Find the word "door" in the listing below, then return every line it appears in.

▬▬▬

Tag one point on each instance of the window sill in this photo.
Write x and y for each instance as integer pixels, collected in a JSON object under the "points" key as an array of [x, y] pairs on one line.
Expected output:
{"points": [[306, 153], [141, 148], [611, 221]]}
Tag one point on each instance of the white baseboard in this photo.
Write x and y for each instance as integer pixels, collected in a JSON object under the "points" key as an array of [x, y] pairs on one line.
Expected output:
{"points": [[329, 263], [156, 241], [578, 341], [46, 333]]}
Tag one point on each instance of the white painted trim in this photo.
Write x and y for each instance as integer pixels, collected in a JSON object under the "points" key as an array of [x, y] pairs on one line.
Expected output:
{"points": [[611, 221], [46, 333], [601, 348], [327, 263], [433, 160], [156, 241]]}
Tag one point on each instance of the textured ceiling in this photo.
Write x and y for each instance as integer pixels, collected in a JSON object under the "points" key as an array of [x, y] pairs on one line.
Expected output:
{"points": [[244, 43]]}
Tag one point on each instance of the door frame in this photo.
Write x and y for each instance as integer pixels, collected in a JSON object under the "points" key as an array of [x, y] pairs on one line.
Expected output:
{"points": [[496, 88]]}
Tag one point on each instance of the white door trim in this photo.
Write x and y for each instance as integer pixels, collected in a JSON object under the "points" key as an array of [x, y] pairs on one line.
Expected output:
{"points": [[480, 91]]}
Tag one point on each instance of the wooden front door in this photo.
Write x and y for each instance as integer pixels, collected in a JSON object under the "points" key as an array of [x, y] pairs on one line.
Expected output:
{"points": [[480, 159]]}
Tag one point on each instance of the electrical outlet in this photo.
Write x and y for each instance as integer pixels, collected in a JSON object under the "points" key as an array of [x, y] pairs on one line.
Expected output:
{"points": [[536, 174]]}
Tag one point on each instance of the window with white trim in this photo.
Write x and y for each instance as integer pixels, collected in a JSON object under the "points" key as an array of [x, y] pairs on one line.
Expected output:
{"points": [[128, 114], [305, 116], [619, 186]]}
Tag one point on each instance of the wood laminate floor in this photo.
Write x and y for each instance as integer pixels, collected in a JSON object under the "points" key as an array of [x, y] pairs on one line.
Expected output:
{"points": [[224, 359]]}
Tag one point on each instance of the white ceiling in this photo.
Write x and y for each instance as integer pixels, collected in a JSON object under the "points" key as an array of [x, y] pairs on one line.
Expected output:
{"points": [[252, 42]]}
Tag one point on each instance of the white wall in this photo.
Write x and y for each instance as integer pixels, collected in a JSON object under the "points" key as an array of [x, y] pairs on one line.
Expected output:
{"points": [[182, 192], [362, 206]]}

▬▬▬

→ **Result for this exercise**:
Tag one point on each instance of the door frame in this photo.
Tag one point on each instance of the white door trim in this photo.
Tag one point on each instance of the wooden front door in this photo.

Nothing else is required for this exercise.